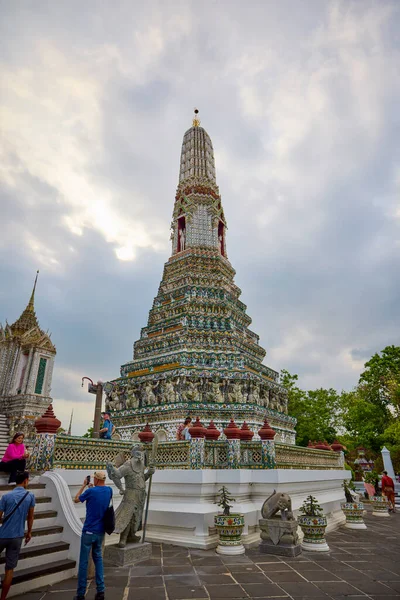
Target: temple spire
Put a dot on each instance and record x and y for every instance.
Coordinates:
(70, 422)
(31, 303)
(196, 120)
(28, 319)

What is being asked: Copy out each of the lines above that contains the word "instance".

Task answer:
Put a dot on each instance and record x and y for every instance.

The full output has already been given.